DATA TO USE.

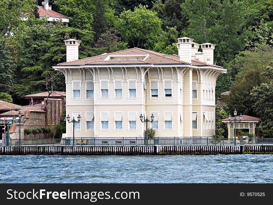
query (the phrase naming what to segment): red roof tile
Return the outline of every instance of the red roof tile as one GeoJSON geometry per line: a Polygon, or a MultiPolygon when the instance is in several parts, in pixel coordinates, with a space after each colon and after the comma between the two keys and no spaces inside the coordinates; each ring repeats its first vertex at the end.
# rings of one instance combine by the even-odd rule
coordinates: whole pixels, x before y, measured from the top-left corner
{"type": "MultiPolygon", "coordinates": [[[[43,97],[46,98],[47,97],[48,95],[48,92],[47,92],[39,93],[35,93],[30,95],[28,95],[25,96],[29,98],[31,97],[43,97]]],[[[52,91],[52,93],[50,95],[50,97],[62,97],[66,96],[65,92],[61,92],[60,91],[52,91]]]]}
{"type": "Polygon", "coordinates": [[[0,100],[0,110],[18,110],[22,109],[21,106],[0,100]]]}
{"type": "MultiPolygon", "coordinates": [[[[77,60],[70,62],[66,62],[57,65],[103,65],[121,64],[186,64],[190,63],[180,60],[179,56],[176,55],[166,55],[152,50],[145,50],[138,48],[134,48],[110,53],[105,53],[92,57],[77,60]],[[147,56],[142,60],[105,60],[109,55],[120,56],[133,55],[143,55],[147,56]]],[[[191,61],[191,65],[197,66],[209,66],[222,68],[215,65],[209,64],[195,60],[191,61]]]]}
{"type": "MultiPolygon", "coordinates": [[[[239,116],[236,116],[236,120],[239,120],[239,116]]],[[[234,120],[234,117],[231,117],[231,120],[234,120]]],[[[258,117],[252,117],[252,116],[249,116],[248,115],[243,115],[243,117],[242,117],[242,121],[258,121],[261,120],[261,118],[258,117]]],[[[223,119],[222,120],[222,121],[228,121],[228,118],[226,118],[223,119]]]]}
{"type": "Polygon", "coordinates": [[[56,17],[57,18],[63,18],[68,19],[68,17],[64,15],[54,11],[52,10],[45,9],[44,7],[38,6],[38,12],[40,17],[56,17]]]}

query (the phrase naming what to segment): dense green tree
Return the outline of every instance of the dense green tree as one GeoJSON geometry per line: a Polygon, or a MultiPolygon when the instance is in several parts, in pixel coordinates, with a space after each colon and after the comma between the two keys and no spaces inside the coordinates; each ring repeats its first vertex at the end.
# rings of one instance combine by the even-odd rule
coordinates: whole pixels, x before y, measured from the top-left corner
{"type": "Polygon", "coordinates": [[[33,15],[35,0],[0,1],[0,35],[10,36],[23,22],[22,18],[33,15]]]}
{"type": "Polygon", "coordinates": [[[133,11],[123,11],[115,22],[115,27],[123,39],[132,47],[148,48],[152,47],[160,35],[161,24],[156,12],[140,5],[133,11]]]}
{"type": "Polygon", "coordinates": [[[0,41],[0,89],[1,91],[9,93],[11,90],[12,82],[10,71],[11,62],[7,49],[6,41],[0,41]]]}

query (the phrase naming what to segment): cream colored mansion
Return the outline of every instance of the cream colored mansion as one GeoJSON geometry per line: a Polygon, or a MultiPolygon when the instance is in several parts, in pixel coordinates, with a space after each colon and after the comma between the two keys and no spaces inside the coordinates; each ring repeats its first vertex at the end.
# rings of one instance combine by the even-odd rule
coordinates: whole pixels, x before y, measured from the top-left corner
{"type": "Polygon", "coordinates": [[[80,41],[65,41],[67,62],[53,68],[65,77],[66,116],[81,117],[75,137],[144,137],[141,114],[154,115],[156,137],[214,134],[216,80],[226,70],[213,64],[215,45],[193,40],[178,39],[178,55],[134,48],[80,59],[80,41]]]}

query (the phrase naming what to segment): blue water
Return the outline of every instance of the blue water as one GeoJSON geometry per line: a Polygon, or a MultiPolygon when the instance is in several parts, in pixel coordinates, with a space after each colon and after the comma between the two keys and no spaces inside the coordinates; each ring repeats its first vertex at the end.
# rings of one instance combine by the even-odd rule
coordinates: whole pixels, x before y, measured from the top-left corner
{"type": "Polygon", "coordinates": [[[0,156],[0,183],[272,183],[273,155],[0,156]]]}

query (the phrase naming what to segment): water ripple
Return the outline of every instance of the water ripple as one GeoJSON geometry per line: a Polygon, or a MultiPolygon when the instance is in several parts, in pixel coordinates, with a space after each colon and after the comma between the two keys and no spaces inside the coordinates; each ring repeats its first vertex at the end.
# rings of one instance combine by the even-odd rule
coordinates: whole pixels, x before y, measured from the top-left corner
{"type": "Polygon", "coordinates": [[[272,155],[0,156],[0,183],[272,183],[272,155]]]}

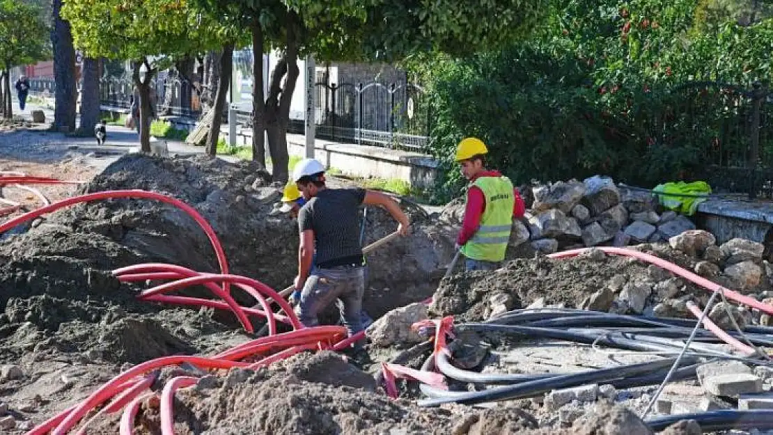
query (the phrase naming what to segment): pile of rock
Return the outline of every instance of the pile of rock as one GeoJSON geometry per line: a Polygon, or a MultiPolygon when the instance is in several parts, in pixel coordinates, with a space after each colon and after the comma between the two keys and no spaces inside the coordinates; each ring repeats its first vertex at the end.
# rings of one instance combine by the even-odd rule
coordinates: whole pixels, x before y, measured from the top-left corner
{"type": "Polygon", "coordinates": [[[674,212],[659,214],[657,201],[649,192],[621,191],[608,177],[558,182],[534,187],[532,192],[528,233],[533,247],[546,253],[575,246],[662,242],[695,229],[688,218],[674,212]]]}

AIM. Count the lines in the material above that contain the string "tile", matching case exactly. Give only the number.

OUTPUT FOR THIS TASK. 2